Work to do>
• a. From the comment thread on Fusion Tables, reproduce word for word the part that opens with the words containing "Hi -- so you" and closes with "these tables available?".
• b. In the comment thread on Fusion Tables, how many table schemas does the quoted post say were made available to the research community?

Source extract>
════════════════════

Kingsley Uyi Idehen said...

Alon,

It would be nice if the underlying GUIDs for the Table Records are exposed as HTTP URIs. By doing this you create a powerful mechanism for meshing/fusing disparate data sources on the Web. Basically, you play well with the Linked Data meme.

Also, you end up with a more powerful Virtualization mechanism for Web Addressable Data.

You call it "Dataspaces" and I call the same thing "Data Spaces" (nee. Virtuoso Database Technology) :-)


Kingsey

Kingsley Idehen said...

Two little typo corrections.

I meant: Virtual Database Technology re. what you call DataSpaces.

Kingsley (the 2nd fix re. my own name typo) .

Marshall said...

Alon,

Congrats on Fusion Tables - As a teacher, I love visualizing data and being able to show such to my students. I plan to try it out really soon.

May I veer slightly off topic? Would you know the engineer who could help me with my latest spreadsheet fantasy request?

http://www.google.com/support/forum/p/Google+Docs/thread?tid=14d3480d5b0a6769&hl=en

Thanks,

marshallforrester@gmail.com

DanYamins said...

Hi -- so you post it said:

"We also showed how to leverage 2.5 million table schemas that were part of this collection. This collection is now available to the research community."

just wondering ... where are these tables available?

Thank,
Dan

════════════════════

Record extracts>
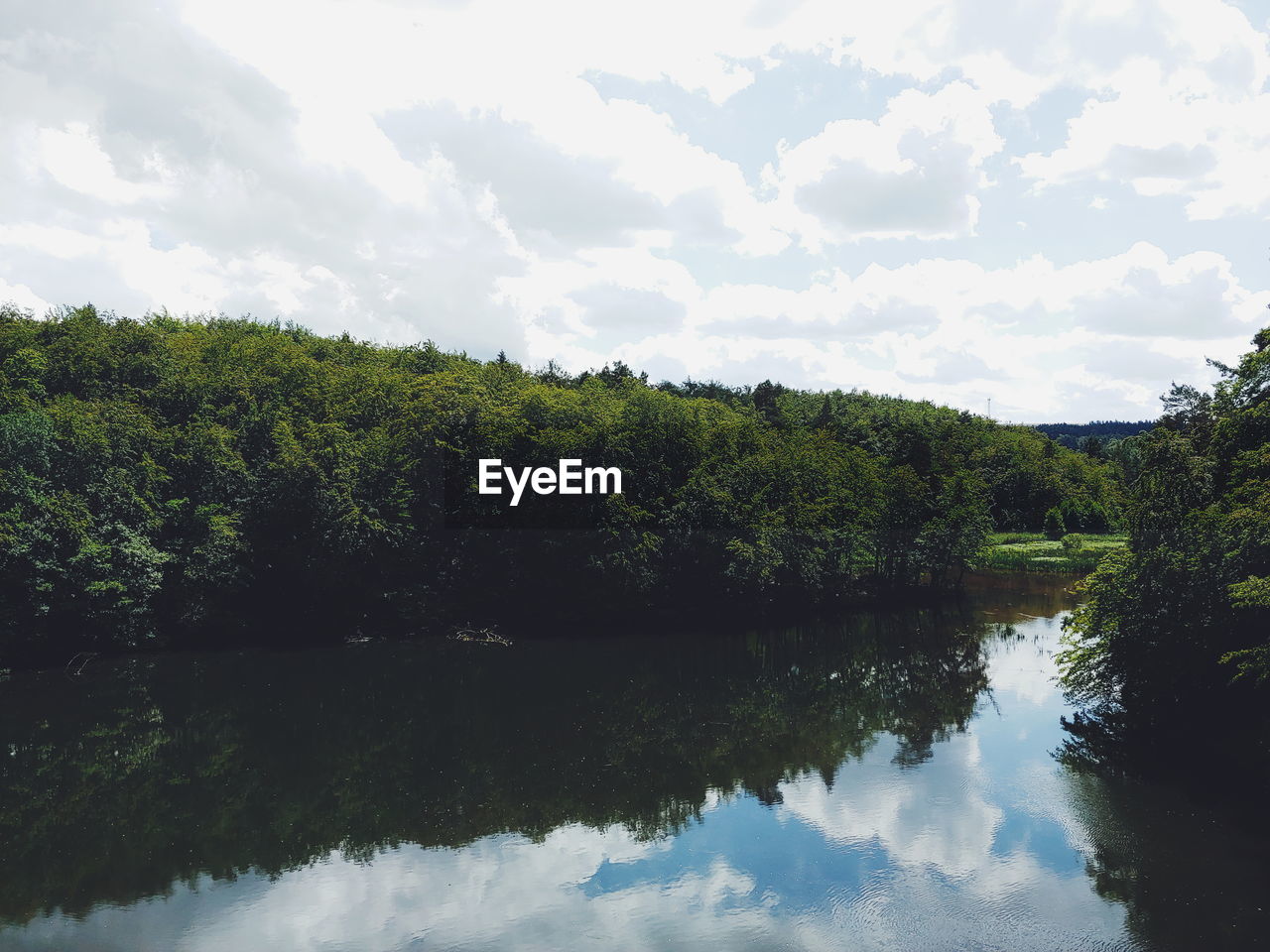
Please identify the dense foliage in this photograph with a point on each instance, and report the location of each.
(164, 481)
(1194, 587)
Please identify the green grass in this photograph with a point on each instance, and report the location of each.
(1033, 552)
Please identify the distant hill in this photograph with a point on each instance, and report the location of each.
(1069, 434)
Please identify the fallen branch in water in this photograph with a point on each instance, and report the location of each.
(86, 655)
(480, 636)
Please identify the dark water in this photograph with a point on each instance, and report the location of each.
(881, 782)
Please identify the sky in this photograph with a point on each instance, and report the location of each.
(1058, 206)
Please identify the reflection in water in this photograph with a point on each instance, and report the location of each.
(881, 782)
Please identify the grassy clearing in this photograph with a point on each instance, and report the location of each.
(1033, 552)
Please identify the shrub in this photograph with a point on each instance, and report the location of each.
(1055, 526)
(1074, 543)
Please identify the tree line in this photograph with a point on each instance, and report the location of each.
(1176, 629)
(169, 481)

════════════════════

Outputs>
• a.
Hi -- so you post it said:

"We also showed how to leverage 2.5 million table schemas that were part of this collection. This collection is now available to the research community."

just wondering ... where are these tables available?

• b. 2.5 million table schemas.